** Start Supplied records **

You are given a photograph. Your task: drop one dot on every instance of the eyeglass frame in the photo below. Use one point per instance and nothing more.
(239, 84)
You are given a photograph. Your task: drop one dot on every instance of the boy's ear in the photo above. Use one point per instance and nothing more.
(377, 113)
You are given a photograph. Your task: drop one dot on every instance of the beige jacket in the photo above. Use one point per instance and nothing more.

** End Supplied records **
** Start Supplied records **

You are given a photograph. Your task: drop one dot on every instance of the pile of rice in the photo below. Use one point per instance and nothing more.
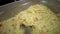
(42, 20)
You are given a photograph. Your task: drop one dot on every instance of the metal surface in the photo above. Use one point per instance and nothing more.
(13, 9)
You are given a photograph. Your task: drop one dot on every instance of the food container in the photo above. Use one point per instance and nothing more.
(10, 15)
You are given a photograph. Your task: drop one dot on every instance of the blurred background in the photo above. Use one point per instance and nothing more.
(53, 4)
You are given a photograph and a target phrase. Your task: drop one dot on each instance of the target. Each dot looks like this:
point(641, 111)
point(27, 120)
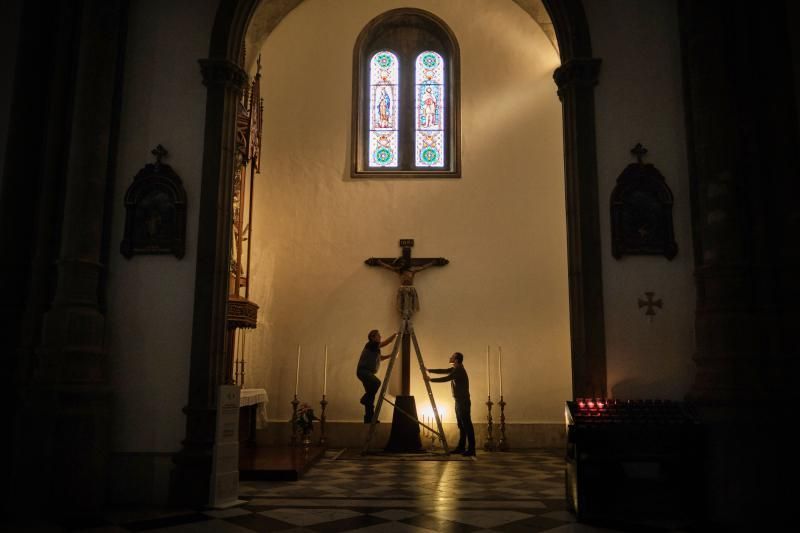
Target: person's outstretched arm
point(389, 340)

** End Supplied records **
** Start Supplied records **

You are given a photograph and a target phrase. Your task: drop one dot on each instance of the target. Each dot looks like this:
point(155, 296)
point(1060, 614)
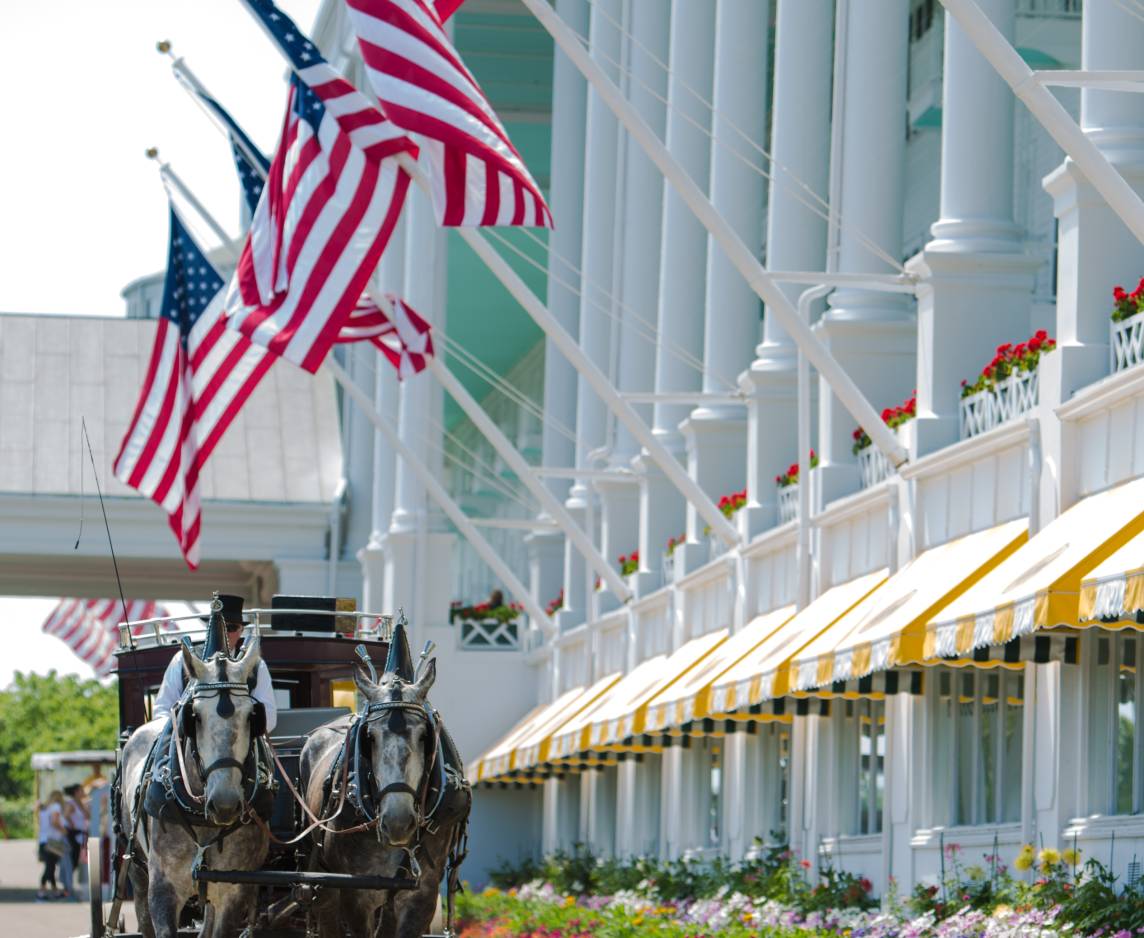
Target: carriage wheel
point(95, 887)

** End Supplied records **

Rewrite the data from the line that contains "of the eyeglass" through the line that contains "of the beige", replacing "dot" with "marker" and leaving everything else unchanged.

You are given a photograph. Your task: drop one marker on every instance of the eyeglass frame in the photo below. Use one point per instance and nothing more.
(239, 84)
You are given a photograph. Your task: drop one marker on every instance of the boy's ear in the photo above. Use one point per instance and nothing more.
(377, 113)
You are given a photograph. Your task: drop one marker on every instance of the beige jacket in the photo above. Use one point per instance and nothing more.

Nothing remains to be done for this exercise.